Sección del documento
Infantil ·

Los pies de los niños:
qué es normal y qué revisar

El pie infantil cambia mucho durante los primeros años. Buena parte de lo que preocupa a las familias forma parte del desarrollo; otra parte conviene mirarla a tiempo.

Un pie de tres años no es un pie adulto en pequeño. Está en pleno desarrollo, con más cartílago que hueso, y va cambiando de forma y de apoyo a medida que el niño crece y camina más. Eso hace que muchas cosas que llaman la atención sean simplemente una etapa.

Lo que suele formar parte del desarrollo

  • El pie plano en los primeros años. Es habitual: la almohadilla de grasa y la laxitud propia de la edad hacen que el arco no se marque. En muchos casos se va definiendo con el crecimiento.
  • Caminar de puntillas de forma ocasional cuando se está aprendiendo a andar.
  • Cierta rotación de las piernas, que hace que las puntas de los pies miren algo hacia dentro o hacia fuera y que suele corregirse sola.
  • Tropiezos y caídas mientras se afina el equilibrio.

Lo que conviene consultar

  • Dolor. Un niño no debería tener dolor de pies de forma habitual; si se queja, hay que mirarlo.
  • Caminar de puntillas de manera constante, no puntual.
  • Una asimetría clara entre un pie y el otro.
  • Que evite jugar, correr o quiera que le cojan en brazos con más frecuencia de la esperada.
  • Uñas que se clavan, verrugas plantares o durezas, que a esa edad no son normales.
  • Un desgaste muy desigual del calzado.
  • Antecedentes familiares de problemas del pie.

El calzado infantil

Menos es más. Un pie que está formándose necesita moverse:

  • Suela flexible, que se doble por la zona de los dedos.

Serie de ejercicios
- a) Según el texto sobre los pies de los niños, ¿qué tiene un pie de tres años en mayor cantidad que hueso?
- b) Indica si cada afirmación coincide con el texto sobre los pies de los niños. Responde sí o no y cita las palabras exactas que lo deciden.
(i) El pie plano es habitual en los primeros años.
(ii) Las durezas son normales a esa edad.
(iii) Caminar de puntillas de manera constante es motivo de consulta.
- c) Sigue escribiendo el texto sobre los pies de los niños a partir de su última línea.

Datos para examinar
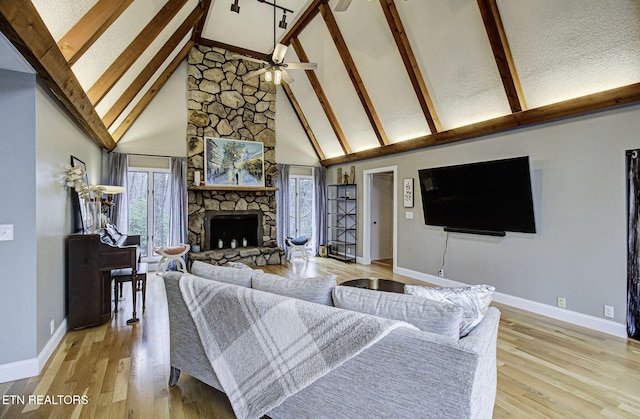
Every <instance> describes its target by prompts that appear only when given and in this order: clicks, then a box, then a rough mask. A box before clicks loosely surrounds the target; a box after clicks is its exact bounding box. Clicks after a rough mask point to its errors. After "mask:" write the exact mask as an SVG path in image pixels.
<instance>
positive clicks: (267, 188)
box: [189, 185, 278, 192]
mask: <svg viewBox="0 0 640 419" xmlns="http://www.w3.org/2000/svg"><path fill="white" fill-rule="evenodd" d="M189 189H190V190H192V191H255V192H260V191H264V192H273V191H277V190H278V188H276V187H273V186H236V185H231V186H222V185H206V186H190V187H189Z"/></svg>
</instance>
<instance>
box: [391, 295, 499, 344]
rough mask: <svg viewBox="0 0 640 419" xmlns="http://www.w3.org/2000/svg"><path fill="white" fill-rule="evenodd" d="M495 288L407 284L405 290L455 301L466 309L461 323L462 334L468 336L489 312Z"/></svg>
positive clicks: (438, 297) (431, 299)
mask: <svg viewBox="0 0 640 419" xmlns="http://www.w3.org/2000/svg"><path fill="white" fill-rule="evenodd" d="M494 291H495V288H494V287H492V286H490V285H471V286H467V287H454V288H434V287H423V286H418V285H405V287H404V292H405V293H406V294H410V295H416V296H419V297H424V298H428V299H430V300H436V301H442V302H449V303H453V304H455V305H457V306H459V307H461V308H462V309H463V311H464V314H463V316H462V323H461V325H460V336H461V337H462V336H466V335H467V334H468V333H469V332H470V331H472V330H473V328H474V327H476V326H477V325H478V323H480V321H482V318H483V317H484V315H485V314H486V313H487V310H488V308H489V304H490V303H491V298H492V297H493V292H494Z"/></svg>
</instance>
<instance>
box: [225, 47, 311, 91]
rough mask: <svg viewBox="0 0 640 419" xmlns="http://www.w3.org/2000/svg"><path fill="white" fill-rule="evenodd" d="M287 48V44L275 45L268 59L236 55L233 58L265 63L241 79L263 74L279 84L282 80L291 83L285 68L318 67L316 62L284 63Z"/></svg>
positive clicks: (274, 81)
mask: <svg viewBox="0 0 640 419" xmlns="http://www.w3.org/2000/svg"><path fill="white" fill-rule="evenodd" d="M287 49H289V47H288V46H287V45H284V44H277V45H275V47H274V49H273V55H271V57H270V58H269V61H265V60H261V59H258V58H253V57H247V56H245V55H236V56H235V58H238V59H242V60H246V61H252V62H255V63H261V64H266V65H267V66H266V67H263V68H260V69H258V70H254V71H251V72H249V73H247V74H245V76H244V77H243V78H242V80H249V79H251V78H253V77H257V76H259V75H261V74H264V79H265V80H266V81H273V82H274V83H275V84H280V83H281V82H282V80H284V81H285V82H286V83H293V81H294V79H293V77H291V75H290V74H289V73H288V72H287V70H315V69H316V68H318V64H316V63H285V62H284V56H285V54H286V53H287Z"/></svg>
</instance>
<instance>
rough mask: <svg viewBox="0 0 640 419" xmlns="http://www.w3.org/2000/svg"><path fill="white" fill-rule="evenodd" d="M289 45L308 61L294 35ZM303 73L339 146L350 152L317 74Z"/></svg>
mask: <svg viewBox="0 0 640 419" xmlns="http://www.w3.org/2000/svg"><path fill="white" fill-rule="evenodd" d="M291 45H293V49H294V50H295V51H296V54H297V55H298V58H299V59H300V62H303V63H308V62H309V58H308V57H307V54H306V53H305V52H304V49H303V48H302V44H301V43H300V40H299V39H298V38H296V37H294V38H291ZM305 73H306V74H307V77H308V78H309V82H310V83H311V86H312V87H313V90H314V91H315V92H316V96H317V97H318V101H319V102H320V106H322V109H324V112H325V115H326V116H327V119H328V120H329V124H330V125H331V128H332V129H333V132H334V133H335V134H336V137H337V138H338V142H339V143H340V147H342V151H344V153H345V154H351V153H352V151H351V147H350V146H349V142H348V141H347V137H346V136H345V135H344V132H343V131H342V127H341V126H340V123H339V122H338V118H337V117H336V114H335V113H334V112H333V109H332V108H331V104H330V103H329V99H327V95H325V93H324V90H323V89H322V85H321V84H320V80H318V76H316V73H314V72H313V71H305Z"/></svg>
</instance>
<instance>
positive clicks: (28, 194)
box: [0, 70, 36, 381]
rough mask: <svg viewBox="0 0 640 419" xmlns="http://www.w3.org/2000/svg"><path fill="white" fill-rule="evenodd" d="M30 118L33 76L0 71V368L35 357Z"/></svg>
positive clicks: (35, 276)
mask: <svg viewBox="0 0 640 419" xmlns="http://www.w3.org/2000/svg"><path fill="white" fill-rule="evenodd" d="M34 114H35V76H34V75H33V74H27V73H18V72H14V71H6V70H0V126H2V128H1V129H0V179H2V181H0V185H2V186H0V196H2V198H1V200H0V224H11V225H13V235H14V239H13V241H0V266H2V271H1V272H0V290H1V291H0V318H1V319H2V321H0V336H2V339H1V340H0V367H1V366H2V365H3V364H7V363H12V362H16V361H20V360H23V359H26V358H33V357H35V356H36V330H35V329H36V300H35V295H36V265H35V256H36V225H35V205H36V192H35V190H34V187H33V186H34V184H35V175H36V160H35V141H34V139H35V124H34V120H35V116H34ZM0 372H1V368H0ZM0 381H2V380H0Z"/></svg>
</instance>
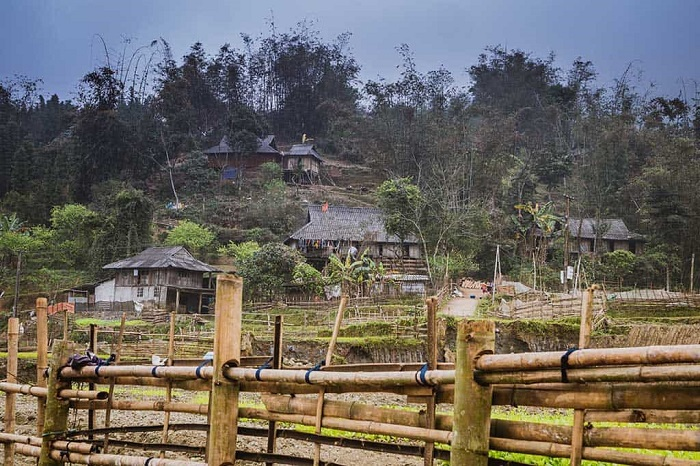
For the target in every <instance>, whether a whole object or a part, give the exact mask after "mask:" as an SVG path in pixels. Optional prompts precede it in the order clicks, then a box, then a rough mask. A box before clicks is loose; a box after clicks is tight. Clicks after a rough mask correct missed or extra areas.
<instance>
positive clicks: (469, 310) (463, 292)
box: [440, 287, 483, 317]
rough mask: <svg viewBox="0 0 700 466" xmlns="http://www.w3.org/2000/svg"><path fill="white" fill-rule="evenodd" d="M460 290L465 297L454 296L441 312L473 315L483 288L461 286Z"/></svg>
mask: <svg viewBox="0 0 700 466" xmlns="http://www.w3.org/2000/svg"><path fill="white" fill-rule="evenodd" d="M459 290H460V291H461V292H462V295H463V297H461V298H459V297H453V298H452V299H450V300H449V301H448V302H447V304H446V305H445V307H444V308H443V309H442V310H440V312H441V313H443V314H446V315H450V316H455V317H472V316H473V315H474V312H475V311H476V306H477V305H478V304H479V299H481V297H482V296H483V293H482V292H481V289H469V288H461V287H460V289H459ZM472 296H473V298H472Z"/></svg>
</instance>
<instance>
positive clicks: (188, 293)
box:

Respuestas
- a) Cartílago.

- b)
(i) Sí: «El pie plano en los primeros años. Es habitual».
(ii) No: «Uñas que se clavan, verrugas plantares o durezas, que a esa edad no son normales».
(iii) Sí: aparece bajo «Lo que conviene consultar» como «Caminar de puntillas de manera constante, no puntual».

- c)
  • Puntera ancha, para que los dedos no se monten.
  • Sujeción en el talón y un cierre que ajuste de verdad.
  • Ligereza. El peso del zapato cambia cómo camina un niño.
  • Revisar la talla a menudo: en las etapas de crecimiento rápido puede quedarse corto en pocos meses.
  • En casa, descalzo o con calcetín antideslizante siempre que el suelo lo permita: es el mejor estímulo para el pie.

Sobre heredar zapatos: lo que se adapta con el uso es la suela y el contrafuerte, no el pie. Si están muy usados, mejor no reutilizarlos.

Cuándo hacer la primera revisión

Una valoración de podología infantil tiene sentido cuando el niño ya camina con soltura, en torno a los tres o cuatro años, y después de forma periódica durante el crecimiento. No es para adelantarse a problemas que no existen, sino para tener una referencia y detectar a tiempo lo que sí conviene tratar.

Si aparecen verrugas plantares —frecuentes en piscinas y vestuarios— conviene tratarlas pronto, porque se contagian con facilidad. En la clínica se abordan como papilomas plantares, con la opción menos agresiva que permita cada caso.